» **EXERCISE OBJECTIVE**:
Nothing is needed except the lines below that run from the one with "written as (604,34)." through the one with "written as (636,569).", repeated exactly.

[SOURCE MATERIAL Boundary: Start]

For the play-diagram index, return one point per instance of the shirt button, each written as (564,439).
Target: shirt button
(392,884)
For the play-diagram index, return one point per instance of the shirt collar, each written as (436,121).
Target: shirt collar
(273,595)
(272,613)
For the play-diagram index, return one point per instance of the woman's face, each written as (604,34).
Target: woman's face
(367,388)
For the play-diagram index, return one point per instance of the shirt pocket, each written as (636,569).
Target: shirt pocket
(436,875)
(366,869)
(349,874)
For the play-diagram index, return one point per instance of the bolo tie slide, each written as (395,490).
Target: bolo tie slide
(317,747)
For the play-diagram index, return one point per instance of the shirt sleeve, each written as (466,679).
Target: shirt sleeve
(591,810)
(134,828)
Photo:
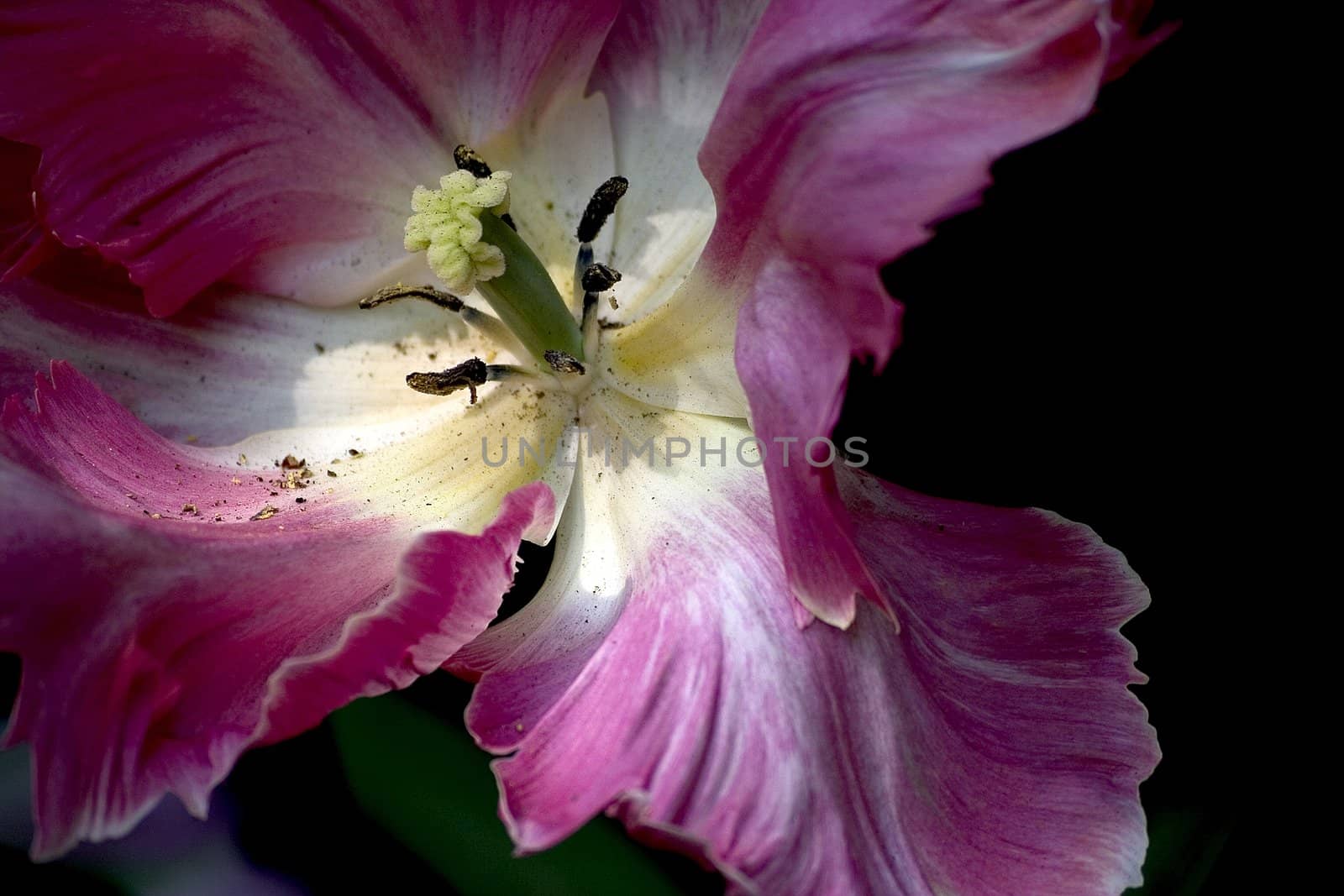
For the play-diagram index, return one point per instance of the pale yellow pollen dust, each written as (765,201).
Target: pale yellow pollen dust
(447,222)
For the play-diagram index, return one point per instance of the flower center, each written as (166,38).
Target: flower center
(472,244)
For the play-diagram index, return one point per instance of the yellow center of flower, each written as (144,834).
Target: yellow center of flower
(448,224)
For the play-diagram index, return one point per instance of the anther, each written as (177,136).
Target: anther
(601,207)
(468,375)
(428,293)
(598,278)
(470,160)
(562,362)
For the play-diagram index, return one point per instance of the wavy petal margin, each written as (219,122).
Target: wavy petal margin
(843,136)
(176,641)
(270,144)
(990,747)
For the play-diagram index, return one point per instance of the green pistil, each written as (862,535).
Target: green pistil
(524,297)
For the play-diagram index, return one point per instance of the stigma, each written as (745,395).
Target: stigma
(447,223)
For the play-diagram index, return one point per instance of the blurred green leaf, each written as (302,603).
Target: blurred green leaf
(1183,848)
(430,786)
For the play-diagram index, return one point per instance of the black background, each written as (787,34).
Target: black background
(1058,352)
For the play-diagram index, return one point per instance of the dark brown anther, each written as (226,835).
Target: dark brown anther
(562,362)
(601,207)
(428,293)
(598,278)
(468,375)
(470,160)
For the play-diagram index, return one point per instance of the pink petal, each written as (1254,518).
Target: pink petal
(270,144)
(174,644)
(988,747)
(663,71)
(843,136)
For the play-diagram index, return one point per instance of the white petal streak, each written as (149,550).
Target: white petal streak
(664,70)
(264,379)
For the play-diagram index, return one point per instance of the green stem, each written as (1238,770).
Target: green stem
(524,297)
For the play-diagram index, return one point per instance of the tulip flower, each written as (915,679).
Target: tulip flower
(624,257)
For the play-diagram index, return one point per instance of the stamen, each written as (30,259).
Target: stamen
(428,293)
(564,362)
(598,278)
(470,160)
(601,207)
(468,375)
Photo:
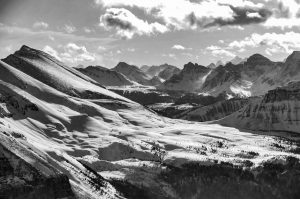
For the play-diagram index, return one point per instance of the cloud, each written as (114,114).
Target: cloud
(52,52)
(87,30)
(285,16)
(127,24)
(131,49)
(178,47)
(71,53)
(40,25)
(170,55)
(69,28)
(218,51)
(185,14)
(75,53)
(273,42)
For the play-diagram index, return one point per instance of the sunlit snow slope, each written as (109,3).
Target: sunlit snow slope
(59,122)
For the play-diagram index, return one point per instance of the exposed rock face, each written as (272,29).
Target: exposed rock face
(19,179)
(133,73)
(278,110)
(145,97)
(76,147)
(241,78)
(214,111)
(189,79)
(164,71)
(226,181)
(46,69)
(105,76)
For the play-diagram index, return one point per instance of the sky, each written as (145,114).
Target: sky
(151,32)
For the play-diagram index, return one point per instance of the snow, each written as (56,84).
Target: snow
(116,137)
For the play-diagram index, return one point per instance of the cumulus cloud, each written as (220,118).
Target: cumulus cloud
(286,15)
(69,28)
(127,24)
(273,42)
(71,53)
(75,53)
(52,52)
(178,47)
(217,51)
(183,14)
(40,25)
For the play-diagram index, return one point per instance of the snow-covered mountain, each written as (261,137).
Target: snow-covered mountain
(105,76)
(189,79)
(278,110)
(164,71)
(252,77)
(133,73)
(63,135)
(213,111)
(237,60)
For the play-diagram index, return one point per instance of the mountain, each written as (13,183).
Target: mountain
(164,71)
(63,135)
(144,68)
(105,76)
(219,63)
(212,66)
(251,78)
(189,79)
(278,110)
(213,111)
(237,60)
(57,75)
(168,72)
(133,73)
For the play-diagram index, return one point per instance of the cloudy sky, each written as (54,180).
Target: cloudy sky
(104,32)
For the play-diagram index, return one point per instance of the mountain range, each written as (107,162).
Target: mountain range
(63,134)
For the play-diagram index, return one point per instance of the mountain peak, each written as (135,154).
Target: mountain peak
(257,59)
(25,48)
(193,67)
(294,56)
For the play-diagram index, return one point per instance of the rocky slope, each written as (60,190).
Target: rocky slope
(105,76)
(189,79)
(110,147)
(241,78)
(164,71)
(213,111)
(133,73)
(278,110)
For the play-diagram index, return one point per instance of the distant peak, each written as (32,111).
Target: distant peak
(294,56)
(193,66)
(25,48)
(212,65)
(257,59)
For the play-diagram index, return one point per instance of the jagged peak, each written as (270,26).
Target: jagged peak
(193,66)
(25,48)
(257,59)
(294,56)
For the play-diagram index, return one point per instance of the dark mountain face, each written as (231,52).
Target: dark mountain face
(133,73)
(105,76)
(164,71)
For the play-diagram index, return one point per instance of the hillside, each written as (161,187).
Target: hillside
(278,110)
(81,140)
(105,76)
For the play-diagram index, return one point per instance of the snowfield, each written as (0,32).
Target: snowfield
(120,140)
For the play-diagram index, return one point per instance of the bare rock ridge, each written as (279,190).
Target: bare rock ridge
(133,73)
(48,70)
(189,79)
(278,110)
(62,135)
(214,111)
(105,76)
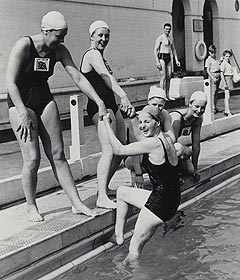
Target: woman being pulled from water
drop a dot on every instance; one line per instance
(160, 161)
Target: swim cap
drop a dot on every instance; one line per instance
(156, 92)
(97, 24)
(53, 20)
(151, 110)
(198, 95)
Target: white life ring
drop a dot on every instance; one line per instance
(200, 50)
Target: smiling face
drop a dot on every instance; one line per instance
(227, 57)
(148, 125)
(167, 30)
(198, 107)
(100, 38)
(157, 102)
(213, 53)
(55, 37)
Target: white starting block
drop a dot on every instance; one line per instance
(208, 116)
(78, 148)
(174, 87)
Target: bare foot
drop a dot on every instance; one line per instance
(106, 203)
(131, 259)
(33, 213)
(84, 210)
(116, 239)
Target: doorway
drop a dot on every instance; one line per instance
(179, 31)
(207, 23)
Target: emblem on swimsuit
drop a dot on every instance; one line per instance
(186, 131)
(41, 64)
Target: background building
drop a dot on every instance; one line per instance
(135, 25)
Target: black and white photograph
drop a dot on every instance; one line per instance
(120, 140)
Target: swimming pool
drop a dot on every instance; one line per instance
(204, 243)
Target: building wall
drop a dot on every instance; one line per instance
(134, 28)
(135, 25)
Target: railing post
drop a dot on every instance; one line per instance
(208, 116)
(78, 147)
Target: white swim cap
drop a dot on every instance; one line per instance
(152, 111)
(53, 20)
(156, 92)
(97, 24)
(198, 95)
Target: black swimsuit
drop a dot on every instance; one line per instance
(104, 92)
(32, 81)
(166, 57)
(165, 197)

[SOURCE MATERIAL Boundary: End]

» **EXERCISE RESPONSE**:
For the play-diagram index, return one point per instance of the woman's face, each written as (604,34).
Target: woman's face
(367,388)
For the play-diagram index, return one point per instance of the shirt pocket, each written as (636,569).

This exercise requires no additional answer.